* **What is expected**: In the records below, take the line containing "If you could identify the crowd" and reproduce it and every subsequent line exactly, adding nothing.

Extracted records:

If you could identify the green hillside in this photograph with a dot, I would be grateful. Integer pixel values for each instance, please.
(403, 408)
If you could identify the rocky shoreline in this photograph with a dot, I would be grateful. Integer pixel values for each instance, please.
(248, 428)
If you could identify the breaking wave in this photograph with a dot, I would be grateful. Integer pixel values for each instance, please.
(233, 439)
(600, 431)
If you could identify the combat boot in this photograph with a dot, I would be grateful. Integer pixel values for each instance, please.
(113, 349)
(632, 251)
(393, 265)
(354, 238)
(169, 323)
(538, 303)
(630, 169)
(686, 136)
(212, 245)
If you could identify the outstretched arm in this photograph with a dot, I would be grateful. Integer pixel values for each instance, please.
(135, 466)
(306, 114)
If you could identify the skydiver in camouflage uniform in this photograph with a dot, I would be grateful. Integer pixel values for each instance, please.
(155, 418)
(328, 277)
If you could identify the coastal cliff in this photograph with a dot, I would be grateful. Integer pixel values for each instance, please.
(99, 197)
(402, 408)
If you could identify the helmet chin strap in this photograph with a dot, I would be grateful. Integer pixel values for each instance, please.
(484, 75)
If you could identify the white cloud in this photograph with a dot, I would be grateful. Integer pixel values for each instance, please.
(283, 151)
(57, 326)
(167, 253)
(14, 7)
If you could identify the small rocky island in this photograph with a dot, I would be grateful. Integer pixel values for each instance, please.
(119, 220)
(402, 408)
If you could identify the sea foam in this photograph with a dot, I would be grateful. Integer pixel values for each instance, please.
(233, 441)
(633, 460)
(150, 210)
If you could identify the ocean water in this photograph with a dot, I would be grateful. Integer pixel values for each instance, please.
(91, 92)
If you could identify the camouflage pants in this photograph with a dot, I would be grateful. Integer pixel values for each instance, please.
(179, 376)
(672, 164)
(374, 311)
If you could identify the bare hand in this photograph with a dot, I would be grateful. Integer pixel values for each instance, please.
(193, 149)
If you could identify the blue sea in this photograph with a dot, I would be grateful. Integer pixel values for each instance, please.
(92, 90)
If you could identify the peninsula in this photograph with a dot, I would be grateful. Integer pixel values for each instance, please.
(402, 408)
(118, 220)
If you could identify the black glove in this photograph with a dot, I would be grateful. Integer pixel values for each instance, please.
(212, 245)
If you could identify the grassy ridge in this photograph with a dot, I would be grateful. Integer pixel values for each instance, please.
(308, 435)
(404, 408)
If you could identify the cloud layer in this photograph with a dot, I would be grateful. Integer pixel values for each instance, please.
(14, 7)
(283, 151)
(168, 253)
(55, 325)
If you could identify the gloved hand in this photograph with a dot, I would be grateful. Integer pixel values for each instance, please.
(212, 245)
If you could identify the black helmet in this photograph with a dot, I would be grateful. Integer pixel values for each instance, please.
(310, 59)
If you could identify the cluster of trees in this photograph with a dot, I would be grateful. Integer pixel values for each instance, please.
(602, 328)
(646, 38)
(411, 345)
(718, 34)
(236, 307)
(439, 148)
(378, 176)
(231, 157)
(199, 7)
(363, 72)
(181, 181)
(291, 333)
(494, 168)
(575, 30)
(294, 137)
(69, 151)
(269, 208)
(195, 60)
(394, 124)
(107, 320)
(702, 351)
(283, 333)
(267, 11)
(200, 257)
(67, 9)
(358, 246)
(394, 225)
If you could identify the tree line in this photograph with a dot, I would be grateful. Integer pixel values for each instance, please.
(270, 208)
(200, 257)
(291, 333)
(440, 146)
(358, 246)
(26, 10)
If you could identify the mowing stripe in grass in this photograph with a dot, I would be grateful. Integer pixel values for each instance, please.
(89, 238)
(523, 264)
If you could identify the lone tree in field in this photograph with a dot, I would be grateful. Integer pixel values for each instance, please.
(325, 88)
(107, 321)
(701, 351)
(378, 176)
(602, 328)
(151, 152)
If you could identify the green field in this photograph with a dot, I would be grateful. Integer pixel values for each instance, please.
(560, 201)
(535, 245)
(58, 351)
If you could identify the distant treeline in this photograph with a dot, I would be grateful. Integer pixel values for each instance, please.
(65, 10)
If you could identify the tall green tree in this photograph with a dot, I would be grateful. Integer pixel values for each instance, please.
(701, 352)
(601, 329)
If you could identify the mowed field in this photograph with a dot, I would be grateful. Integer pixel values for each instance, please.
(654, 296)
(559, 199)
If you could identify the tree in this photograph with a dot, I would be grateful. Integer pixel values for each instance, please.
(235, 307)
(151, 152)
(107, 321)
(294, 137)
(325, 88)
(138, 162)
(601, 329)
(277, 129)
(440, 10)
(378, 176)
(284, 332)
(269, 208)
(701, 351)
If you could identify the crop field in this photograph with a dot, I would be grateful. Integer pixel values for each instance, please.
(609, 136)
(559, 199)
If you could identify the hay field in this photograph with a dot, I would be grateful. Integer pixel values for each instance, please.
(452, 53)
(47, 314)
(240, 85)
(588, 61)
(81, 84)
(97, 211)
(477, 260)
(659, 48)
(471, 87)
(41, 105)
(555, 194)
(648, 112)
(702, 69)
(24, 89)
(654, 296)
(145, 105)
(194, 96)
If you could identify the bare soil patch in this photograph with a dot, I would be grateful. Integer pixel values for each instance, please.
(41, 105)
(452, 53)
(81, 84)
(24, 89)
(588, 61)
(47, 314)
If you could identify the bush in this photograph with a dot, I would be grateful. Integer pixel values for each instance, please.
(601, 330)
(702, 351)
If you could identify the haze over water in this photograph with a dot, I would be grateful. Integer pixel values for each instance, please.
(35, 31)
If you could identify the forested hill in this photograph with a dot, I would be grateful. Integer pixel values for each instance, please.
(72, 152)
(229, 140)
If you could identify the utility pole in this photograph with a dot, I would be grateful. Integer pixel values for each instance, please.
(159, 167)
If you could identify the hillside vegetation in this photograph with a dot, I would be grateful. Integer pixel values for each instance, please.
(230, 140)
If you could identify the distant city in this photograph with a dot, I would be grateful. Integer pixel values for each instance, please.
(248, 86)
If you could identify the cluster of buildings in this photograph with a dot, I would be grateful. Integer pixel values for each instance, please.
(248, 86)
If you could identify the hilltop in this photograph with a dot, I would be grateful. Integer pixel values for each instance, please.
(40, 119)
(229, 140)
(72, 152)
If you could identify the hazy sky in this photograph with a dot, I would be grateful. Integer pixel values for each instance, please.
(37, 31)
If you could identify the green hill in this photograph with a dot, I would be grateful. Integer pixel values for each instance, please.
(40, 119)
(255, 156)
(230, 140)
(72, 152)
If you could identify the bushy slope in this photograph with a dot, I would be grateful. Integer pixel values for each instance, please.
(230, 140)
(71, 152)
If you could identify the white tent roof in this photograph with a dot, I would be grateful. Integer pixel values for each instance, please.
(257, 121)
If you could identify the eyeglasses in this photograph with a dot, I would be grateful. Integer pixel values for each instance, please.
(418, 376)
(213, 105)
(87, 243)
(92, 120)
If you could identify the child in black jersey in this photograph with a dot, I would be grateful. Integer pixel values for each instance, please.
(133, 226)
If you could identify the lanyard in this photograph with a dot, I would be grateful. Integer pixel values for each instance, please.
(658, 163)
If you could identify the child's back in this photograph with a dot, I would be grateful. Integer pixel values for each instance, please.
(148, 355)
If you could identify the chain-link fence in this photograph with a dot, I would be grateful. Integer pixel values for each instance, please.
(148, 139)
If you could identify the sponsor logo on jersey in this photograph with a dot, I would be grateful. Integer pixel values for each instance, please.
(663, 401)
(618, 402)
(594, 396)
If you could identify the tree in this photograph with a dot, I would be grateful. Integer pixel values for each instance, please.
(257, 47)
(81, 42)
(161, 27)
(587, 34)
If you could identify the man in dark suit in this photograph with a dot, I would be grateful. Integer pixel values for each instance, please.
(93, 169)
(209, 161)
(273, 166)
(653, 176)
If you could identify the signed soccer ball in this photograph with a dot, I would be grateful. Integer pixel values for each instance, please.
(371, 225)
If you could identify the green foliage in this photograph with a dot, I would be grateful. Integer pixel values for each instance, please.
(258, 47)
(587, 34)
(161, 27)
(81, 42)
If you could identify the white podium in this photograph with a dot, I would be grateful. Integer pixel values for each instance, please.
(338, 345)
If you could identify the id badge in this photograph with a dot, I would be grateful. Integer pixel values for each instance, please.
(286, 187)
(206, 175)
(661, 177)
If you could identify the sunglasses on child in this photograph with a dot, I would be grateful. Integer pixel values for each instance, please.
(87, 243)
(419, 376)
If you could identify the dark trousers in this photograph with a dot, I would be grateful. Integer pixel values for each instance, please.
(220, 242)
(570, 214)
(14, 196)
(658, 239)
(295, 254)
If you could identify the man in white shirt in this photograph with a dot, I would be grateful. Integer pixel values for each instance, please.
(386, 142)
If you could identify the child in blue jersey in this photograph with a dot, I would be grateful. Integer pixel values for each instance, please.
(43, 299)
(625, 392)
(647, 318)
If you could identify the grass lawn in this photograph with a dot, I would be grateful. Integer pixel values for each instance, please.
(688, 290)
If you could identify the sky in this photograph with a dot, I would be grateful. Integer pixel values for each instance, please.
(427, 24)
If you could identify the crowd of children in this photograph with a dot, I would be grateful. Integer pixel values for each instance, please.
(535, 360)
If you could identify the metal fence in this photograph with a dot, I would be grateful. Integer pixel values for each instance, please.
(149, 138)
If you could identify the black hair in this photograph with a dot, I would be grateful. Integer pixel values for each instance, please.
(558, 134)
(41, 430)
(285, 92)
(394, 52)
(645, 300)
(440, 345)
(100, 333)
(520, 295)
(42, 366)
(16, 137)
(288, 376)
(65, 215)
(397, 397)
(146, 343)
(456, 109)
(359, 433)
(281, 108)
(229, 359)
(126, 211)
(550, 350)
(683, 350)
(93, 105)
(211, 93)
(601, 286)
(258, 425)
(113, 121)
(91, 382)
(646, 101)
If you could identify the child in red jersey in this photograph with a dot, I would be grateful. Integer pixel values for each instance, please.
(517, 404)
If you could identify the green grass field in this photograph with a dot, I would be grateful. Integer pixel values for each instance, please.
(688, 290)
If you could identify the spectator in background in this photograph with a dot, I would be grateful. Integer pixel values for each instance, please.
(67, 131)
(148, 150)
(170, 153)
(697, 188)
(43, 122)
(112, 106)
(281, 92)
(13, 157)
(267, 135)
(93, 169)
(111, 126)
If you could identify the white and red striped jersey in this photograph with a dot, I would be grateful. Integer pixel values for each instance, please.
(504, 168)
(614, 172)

* **Response below**:
If you could identify the crowd of children in this photograph with a dot, I would be grateful. Integer pixel values for each instance, please.
(535, 360)
If you could identify the metal fence in this photograph with a dot, I would be grateful. Integer pixel values for each instance, please.
(149, 138)
If you could identify the black hair in this photograph with a dot, I would be grateful. Integer pixel values for each instance, please.
(558, 134)
(41, 430)
(285, 92)
(394, 52)
(645, 300)
(440, 345)
(100, 333)
(520, 295)
(42, 366)
(16, 137)
(288, 376)
(65, 215)
(397, 397)
(146, 343)
(456, 109)
(359, 433)
(281, 108)
(229, 359)
(126, 211)
(550, 350)
(683, 350)
(93, 105)
(211, 93)
(601, 286)
(258, 425)
(113, 121)
(91, 382)
(646, 101)
If you could identify the child in red jersey in this photograph with a dot, I would be grateful. Integer pixel values for each instance, please.
(517, 404)
If you could identify the green grass field in this photograph with a dot, I would be grateful. Integer pixel values for each instance, please.
(688, 290)
If you could identify the spectator in background in this photograph with a dot, I would be grateful. Integer pixel values for each instance, please.
(67, 131)
(148, 150)
(170, 153)
(697, 188)
(43, 122)
(112, 106)
(281, 92)
(13, 157)
(267, 135)
(93, 169)
(111, 126)
If you could identify the white and red striped jersey in this photograph with a dot, I would be grateful. Integer pixel values for each instance, please.
(504, 168)
(614, 172)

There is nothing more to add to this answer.